§ **Document extract**:
Mountain range in Spain

The Picos de Europa ("Peaks of Europe", also the Picos) are a mountain range extending for about 20 km, forming part of the Cantabrian Mountains in northern Spain.
The range is situated in the Autonomous Communities of Asturias, Cantabria and Castile and León.
The highest peak is Torre de Cerredo, at an elevation of 2650 m (8,690 ft).

==Name==
A widely accepted origin for the name is that they were the first sight of Europe for ships arriving from the Americas. The name can be traced to Lucio Marineo Sículo, who mentioned the Rupes Europae in 1530. Ambrosio Morales, chronist of Felipe II of Spain, mentions the Montañas de Europa in 1572. Prudencio de Sandoval calls them the Peñas o Sierras de Europa in 1601.

==History==
In ancient times, this mountainous region was inhabited by various peoples, including the Cantabri, an ancient Celtic tribe. The Cantabri were known for their resistance against Roman invasions and their rugged way of life in the mountains.

(Records from a data source)

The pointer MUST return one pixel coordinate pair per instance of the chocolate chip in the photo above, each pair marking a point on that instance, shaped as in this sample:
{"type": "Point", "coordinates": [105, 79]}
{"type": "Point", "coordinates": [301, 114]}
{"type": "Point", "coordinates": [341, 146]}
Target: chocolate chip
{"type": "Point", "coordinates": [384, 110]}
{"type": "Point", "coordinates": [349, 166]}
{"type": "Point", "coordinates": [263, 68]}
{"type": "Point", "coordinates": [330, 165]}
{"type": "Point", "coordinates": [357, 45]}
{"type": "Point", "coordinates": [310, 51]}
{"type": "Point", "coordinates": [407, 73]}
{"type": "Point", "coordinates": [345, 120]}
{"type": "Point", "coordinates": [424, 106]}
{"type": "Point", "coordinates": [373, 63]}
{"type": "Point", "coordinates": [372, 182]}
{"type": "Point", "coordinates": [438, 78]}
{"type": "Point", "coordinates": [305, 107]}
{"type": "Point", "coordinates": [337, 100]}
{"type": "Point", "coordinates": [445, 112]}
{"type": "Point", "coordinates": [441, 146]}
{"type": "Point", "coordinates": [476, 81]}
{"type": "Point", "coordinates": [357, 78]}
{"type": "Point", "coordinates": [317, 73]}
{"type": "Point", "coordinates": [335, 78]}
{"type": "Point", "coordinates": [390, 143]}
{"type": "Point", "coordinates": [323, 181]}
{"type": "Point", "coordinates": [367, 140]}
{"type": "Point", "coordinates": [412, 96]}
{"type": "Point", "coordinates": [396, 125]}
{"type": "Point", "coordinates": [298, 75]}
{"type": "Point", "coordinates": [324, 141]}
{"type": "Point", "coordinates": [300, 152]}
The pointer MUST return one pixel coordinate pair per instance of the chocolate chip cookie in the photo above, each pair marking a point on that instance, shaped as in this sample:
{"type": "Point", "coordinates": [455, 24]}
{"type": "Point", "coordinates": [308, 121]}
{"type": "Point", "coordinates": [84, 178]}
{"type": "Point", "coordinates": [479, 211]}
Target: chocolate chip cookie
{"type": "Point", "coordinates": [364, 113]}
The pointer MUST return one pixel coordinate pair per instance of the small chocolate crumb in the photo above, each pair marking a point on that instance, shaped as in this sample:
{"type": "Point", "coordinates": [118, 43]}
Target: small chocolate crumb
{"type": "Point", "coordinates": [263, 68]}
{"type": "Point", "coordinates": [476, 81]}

§ **Task requirements**:
**1.** Reproduce the passage on the Picos de Europa word for word, from "Mountain range in" up to and including "in northern Spain.".
**2.** Take the passage on the Picos de Europa further, picking up right after its final sentence.

§ **Responses per task**:
**1.**
Mountain range in Spain

The Picos de Europa ("Peaks of Europe", also the Picos) are a mountain range extending for about 20 km, forming part of the Cantabrian Mountains in northern Spain.

**2.**
==Geography==
The range consists of three major massifs: Central (also known as Urrieles), Eastern (Ándara) and Western (also known as the Picos de Cornión). The Central and Western massifs are separated by the 1.5 km deep Cares Gorge (Garganta del Cares), with the village of Caín at its head. The waters in the Cares mostly arise from cave resurgences. Some of the water in the Cares river is diverted through a hydroelectric scheme, with a canal running in the northern wall of the gorge to Camarmeña.

Almost all of the rock in the Picos is limestone, and glacial action has contributed to create an area of alpine karst. The highest peak is Torre de Cerredo, with a height of 2,650 metres. Many other peaks reach altitudes of over 2,600 m. The area is popular with mountaineers, climbers and mountain walkers. There is a network of well-established mountain refuges. A major climbing site is the Naranjo de Bulnes or Picu Urriellu, in the Urrieles massif.

Vega de Liordes, an enclave in the León sector of Picos de Europa belonging to the municipality of Posada de Valdeón registered -35.8 C on January 7, 2021.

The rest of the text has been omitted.